**Required action**
Exclude the pictures and repeat all of the data exactly.
------------------------------
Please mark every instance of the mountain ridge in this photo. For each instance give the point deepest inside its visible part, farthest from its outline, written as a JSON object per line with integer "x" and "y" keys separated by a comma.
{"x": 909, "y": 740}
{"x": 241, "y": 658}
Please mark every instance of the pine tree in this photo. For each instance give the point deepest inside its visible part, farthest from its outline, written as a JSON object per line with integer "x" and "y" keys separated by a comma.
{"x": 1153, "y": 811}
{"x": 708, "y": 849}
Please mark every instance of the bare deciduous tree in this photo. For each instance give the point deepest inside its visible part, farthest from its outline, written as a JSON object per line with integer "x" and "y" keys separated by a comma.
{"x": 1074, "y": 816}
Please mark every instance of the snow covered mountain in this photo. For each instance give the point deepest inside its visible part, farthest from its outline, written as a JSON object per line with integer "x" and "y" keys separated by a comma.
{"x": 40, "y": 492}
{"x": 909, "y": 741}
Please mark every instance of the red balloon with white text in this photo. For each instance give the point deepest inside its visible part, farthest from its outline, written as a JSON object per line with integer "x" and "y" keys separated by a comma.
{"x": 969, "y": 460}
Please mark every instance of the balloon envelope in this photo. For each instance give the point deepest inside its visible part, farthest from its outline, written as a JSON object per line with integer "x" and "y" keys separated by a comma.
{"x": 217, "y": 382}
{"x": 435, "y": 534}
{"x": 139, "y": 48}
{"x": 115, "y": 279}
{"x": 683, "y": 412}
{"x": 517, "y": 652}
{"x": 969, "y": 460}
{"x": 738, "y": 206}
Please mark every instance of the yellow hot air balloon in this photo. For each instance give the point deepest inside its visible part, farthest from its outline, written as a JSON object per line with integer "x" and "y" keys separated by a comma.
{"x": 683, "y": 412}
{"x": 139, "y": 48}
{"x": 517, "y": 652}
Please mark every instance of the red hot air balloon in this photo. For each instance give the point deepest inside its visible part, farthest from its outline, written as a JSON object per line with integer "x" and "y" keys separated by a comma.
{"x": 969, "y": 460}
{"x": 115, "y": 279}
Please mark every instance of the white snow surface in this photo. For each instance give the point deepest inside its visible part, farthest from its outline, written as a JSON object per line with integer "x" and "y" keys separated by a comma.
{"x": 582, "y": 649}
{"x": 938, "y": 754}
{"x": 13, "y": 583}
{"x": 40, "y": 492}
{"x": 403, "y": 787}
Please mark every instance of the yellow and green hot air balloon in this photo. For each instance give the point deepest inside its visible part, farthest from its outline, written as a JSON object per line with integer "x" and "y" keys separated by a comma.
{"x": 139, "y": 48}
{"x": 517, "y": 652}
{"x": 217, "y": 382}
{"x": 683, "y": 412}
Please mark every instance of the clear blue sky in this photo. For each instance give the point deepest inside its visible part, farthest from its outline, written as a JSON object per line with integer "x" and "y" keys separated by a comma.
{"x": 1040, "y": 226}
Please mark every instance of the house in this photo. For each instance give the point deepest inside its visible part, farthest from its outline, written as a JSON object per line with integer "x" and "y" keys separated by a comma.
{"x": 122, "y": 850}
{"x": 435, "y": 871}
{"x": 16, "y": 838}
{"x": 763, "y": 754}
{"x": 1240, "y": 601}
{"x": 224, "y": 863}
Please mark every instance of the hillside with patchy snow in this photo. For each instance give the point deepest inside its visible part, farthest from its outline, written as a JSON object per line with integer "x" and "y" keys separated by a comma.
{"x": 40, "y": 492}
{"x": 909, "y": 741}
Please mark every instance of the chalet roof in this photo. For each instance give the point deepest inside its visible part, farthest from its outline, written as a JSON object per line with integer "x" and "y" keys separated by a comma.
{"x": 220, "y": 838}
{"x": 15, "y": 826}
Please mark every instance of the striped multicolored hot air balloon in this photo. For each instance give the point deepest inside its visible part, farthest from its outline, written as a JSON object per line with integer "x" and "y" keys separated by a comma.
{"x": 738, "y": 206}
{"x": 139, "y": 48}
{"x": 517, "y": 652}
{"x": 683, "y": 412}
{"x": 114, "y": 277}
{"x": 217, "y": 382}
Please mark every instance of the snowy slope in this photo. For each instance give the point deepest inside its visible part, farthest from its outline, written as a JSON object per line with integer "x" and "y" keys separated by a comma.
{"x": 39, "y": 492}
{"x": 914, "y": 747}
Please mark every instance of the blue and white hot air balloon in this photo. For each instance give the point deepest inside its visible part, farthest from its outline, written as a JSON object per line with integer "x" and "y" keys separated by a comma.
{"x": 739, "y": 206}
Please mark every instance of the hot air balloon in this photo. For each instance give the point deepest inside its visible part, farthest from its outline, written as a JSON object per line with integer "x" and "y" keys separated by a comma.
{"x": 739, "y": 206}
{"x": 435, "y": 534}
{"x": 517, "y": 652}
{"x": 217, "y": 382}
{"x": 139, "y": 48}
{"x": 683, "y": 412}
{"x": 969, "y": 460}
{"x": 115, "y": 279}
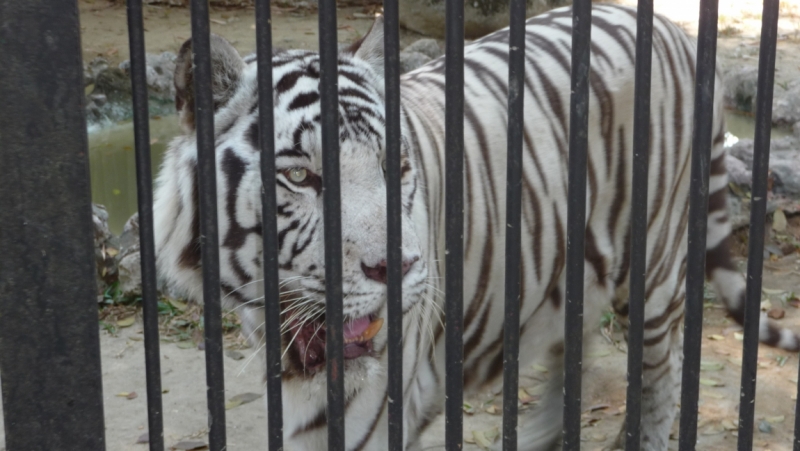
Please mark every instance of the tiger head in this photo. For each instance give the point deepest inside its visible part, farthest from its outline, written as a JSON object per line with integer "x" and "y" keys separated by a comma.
{"x": 298, "y": 157}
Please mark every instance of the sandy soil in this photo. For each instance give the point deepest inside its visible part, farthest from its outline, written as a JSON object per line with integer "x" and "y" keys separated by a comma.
{"x": 104, "y": 34}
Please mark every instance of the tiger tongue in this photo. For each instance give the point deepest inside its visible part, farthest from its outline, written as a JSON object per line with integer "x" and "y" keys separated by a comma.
{"x": 361, "y": 329}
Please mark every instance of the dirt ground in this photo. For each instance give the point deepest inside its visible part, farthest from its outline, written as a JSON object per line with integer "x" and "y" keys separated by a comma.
{"x": 104, "y": 34}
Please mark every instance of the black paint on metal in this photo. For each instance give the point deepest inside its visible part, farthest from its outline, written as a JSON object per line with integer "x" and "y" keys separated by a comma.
{"x": 394, "y": 246}
{"x": 49, "y": 338}
{"x": 334, "y": 321}
{"x": 144, "y": 186}
{"x": 209, "y": 234}
{"x": 516, "y": 125}
{"x": 272, "y": 311}
{"x": 698, "y": 213}
{"x": 454, "y": 224}
{"x": 576, "y": 218}
{"x": 758, "y": 211}
{"x": 638, "y": 250}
------------------------------
**Answer box**
Please mark every instance of the mountain ridge in this photo. For each instance give the point deepest inside its visible part, farthest from its outline, written as a JSON object per line with integer "x" and "y" keys separated by a comma.
{"x": 909, "y": 740}
{"x": 241, "y": 658}
Please mark every instance of the pine tree in this photo. For each instance give the point deepest inside its visible part, farthest from its outline, written as a JSON object per line with integer "x" and "y" keys separated by a comma.
{"x": 1153, "y": 811}
{"x": 708, "y": 849}
Please mark every instance of the bare deciduous tree in this photo. For each instance give the point deepest inside its visible part, farthest from its outline, written as a JSON object per line with integer "x" and "y" keys separated by a comma.
{"x": 1074, "y": 816}
Please mark every instance of the snow covered mountain in this photo. For each instance give the point deepest inside its visible part, farthest from its outline, written as a JSON object per line with integer "x" and "y" keys separated by a comma.
{"x": 40, "y": 492}
{"x": 909, "y": 741}
Please mark every instance of the red balloon with white text in this photo. For each instance give the point deepest inside its visible part, farthest from its outline, written as a JSON object per line with integer "x" and "y" keys separated by a comma.
{"x": 969, "y": 460}
Please mark every instance of the balloon envelope in this photo. For each instance give the point deepest inside its visible part, farthest from its outline, written as a JSON object per line with integer "x" and "y" keys separated by a comma.
{"x": 217, "y": 382}
{"x": 435, "y": 534}
{"x": 139, "y": 48}
{"x": 115, "y": 279}
{"x": 683, "y": 412}
{"x": 517, "y": 652}
{"x": 969, "y": 460}
{"x": 738, "y": 206}
Please mark every instance of the yellow hot air balloon in this photo. For each instance give the point deepest inside its visible part, farthest from its outline, written as a JSON object per line with integer "x" and "y" keys separated by a comma.
{"x": 683, "y": 412}
{"x": 139, "y": 48}
{"x": 517, "y": 652}
Please mark every instance of the red hot air balloon in this photo. For each instance give the point deepest inside its visible part, farthest from its outline, written as a JSON object per line with integer "x" and "y" keys separated by a comma.
{"x": 969, "y": 460}
{"x": 115, "y": 279}
Please mark every instance of the white snow surface in this photo. For each instance give the point deepest inside its visible part, farthest from its outline, written as a JSON object per line with integer "x" and "y" keys separated by a comma.
{"x": 582, "y": 649}
{"x": 938, "y": 754}
{"x": 13, "y": 583}
{"x": 40, "y": 492}
{"x": 403, "y": 787}
Please mark every instance of the yellow and green hot air balloon in this photo. For each instance give the point deepest inside its visible part, farthest from its outline, written as a JSON object per line with integer "x" and "y" keys separated by a comma.
{"x": 139, "y": 48}
{"x": 517, "y": 652}
{"x": 217, "y": 382}
{"x": 683, "y": 412}
Please mark every instance of the clear blue sky in this photo. For each instance give the point deepest inside its visible part, farthest from its outline, written as a JSON object per line with integer "x" and "y" keys separated by a comma.
{"x": 1040, "y": 226}
Please mark every instance of the house in this photo. For each instance give the point deepest inside its visible part, farthest from its outline, written as a JSON object per line with integer "x" and "y" keys separated by a comma.
{"x": 122, "y": 850}
{"x": 435, "y": 871}
{"x": 16, "y": 838}
{"x": 763, "y": 754}
{"x": 1240, "y": 601}
{"x": 224, "y": 863}
Please mark every instance of the hillside with patchy snow in this photo. For each instance give the point deepest inside its visible part, farthest from its outline, written as a JSON object per line with integer "x" and "y" keys separated by a comma.
{"x": 40, "y": 492}
{"x": 909, "y": 741}
Please mark every instance of the chalet roof in this photo. For each instance give the point deepest inside its visible part, farthest from its outline, written as a JSON object per line with integer "x" and "y" keys separated by a comma.
{"x": 220, "y": 838}
{"x": 15, "y": 826}
Please mark every instance of the striped multicolored hot air balloon in this photo. For each instance give the point deepest inside its visible part, farthest from its outline, written as a JSON object per line with integer "x" and "y" keys separated by a comma.
{"x": 738, "y": 206}
{"x": 139, "y": 48}
{"x": 517, "y": 652}
{"x": 683, "y": 412}
{"x": 114, "y": 277}
{"x": 217, "y": 382}
Please mark every instance of the snowy slope in this photo. For each instance give the point deepest inside its visible part, farthest from its outline, written as a JSON object per line with integer "x" and "y" keys separated by a comma.
{"x": 39, "y": 492}
{"x": 914, "y": 747}
Please mark every instance of the blue and white hot air balloon in this photo. For each instance give the point deepest inside its visible part, farthest from its outline, written as a JSON object per line with integer "x" and "y" keys separated by a comma.
{"x": 739, "y": 206}
Please mark every instance of the hot air balloon in this photo. For each instance give the point deepest inside its visible part, farthest from its outline, written as a JSON object per line with integer "x" and "y" keys separated by a comma.
{"x": 739, "y": 206}
{"x": 435, "y": 534}
{"x": 517, "y": 652}
{"x": 217, "y": 382}
{"x": 139, "y": 48}
{"x": 683, "y": 412}
{"x": 969, "y": 460}
{"x": 115, "y": 279}
Please mark every instance of the tiger head in this photo. For each instance give the point deepest inside its visible part, farthest from its outline, written as a JSON object per line with integer "x" and "y" keys separated by a comma.
{"x": 298, "y": 157}
Please mark every instance of the sandy soil in this photo. For each instance give the point deepest inside its visible part, farthest from its outline, written as a JSON object per line with integer "x" and "y" keys separated by a comma.
{"x": 104, "y": 34}
Please mark every instance of the tiger tongue in this photo. For each instance give the point deepest inside its visible part, farthest from its outline, written as a JSON object per line with integer "x" and "y" keys separated by a comma.
{"x": 361, "y": 329}
Please mark every instance of the dirt ground in this photo. For each instance give the point deepest inside its visible part, farthest from its outline, written as a JSON object per line with integer "x" and "y" keys separated by a comma.
{"x": 104, "y": 34}
Please mark every instance of the black paint on metal in this photo. For each instance give the point deepest inside its visible part, farthest from its outline, written as a JSON object per line with integer "x" and "y" keys separated by a comma.
{"x": 394, "y": 246}
{"x": 49, "y": 338}
{"x": 334, "y": 321}
{"x": 144, "y": 186}
{"x": 209, "y": 234}
{"x": 516, "y": 125}
{"x": 272, "y": 311}
{"x": 698, "y": 213}
{"x": 454, "y": 224}
{"x": 576, "y": 218}
{"x": 758, "y": 211}
{"x": 638, "y": 250}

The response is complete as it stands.